ページ抜粋 →

= = =

私の学級には恐怖はない、静かで礼儀正しい安らぎの場所である
今ほとんどの教室は、恐怖によって管理されている。問題は、多くの教師たちが教室の秩序を保ちたいと願うあまり、秩序を保つためなら何でもするところにある。
「結果が手段を正当化する」という考え方は、今日、子どもたちへの対応の中心にあるからだ。ときに教師たちが直面している、手の施しようがないほど悲惨な状況を考えれば、しかたがないと思えなくもない。
教師は恐れている。かっこ悪いこと、子どもたちに好かれないこと、言っても聞いてもらえないこと、生徒が自分の手に負えなくなることを。
生徒たちはもっと恐れている。叱られること、恥をかかされること、級友たちの前でバカみたいに見えること、悪い成績をとること、親の怒りを買うことを。

= = =

提示データ →
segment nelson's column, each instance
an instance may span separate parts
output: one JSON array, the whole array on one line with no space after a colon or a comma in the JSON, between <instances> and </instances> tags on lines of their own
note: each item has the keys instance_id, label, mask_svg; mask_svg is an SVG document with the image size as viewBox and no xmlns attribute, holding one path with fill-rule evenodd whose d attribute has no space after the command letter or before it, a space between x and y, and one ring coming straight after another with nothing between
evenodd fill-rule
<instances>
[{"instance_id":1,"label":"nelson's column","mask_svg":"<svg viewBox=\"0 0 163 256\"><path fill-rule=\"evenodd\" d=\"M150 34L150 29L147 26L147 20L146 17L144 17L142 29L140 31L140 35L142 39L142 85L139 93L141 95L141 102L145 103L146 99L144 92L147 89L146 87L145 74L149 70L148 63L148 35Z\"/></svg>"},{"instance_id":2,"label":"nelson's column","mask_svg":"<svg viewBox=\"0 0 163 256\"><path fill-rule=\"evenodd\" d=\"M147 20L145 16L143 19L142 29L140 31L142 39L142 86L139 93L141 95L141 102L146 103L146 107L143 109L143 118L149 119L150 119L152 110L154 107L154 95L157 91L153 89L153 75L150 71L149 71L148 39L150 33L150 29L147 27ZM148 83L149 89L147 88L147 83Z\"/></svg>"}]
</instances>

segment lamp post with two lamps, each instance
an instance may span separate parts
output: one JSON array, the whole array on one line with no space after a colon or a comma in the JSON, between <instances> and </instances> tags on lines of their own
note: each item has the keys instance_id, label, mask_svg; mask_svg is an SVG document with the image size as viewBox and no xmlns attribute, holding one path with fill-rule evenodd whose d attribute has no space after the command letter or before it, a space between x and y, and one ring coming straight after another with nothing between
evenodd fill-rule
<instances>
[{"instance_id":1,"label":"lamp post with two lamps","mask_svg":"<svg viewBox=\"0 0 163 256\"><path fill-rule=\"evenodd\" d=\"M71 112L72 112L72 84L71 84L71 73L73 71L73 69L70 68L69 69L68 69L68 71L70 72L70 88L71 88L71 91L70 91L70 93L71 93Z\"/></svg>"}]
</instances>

= = =

設問一覧 →
1. 教室についての文章では、今ほとんどの教室は何によって管理されていると述べられていますか。
2. 記録のうち、「segment lamp post」を含む行から記録の最後の行までを、両端の行も含めて一字一句違えずに再掲してください。

設問の解答 →
1. 恐怖によって管理されていると述べられています。

2.
segment lamp post with two lamps, each instance
an instance may span separate parts
output: one JSON array, the whole array on one line with no space after a colon or a comma in the JSON, between <instances> and </instances> tags on lines of their own
note: each item has the keys instance_id, label, mask_svg; mask_svg is an SVG document with the image size as viewBox and no xmlns attribute, holding one path with fill-rule evenodd whose d attribute has no space after the command letter or before it, a space between x and y, and one ring coming straight after another with nothing between
evenodd fill-rule
<instances>
[{"instance_id":1,"label":"lamp post with two lamps","mask_svg":"<svg viewBox=\"0 0 163 256\"><path fill-rule=\"evenodd\" d=\"M71 112L72 112L72 84L71 84L71 73L73 71L73 69L70 68L69 69L68 69L68 71L70 72L70 88L71 88L71 91L70 91L70 93L71 93Z\"/></svg>"}]
</instances>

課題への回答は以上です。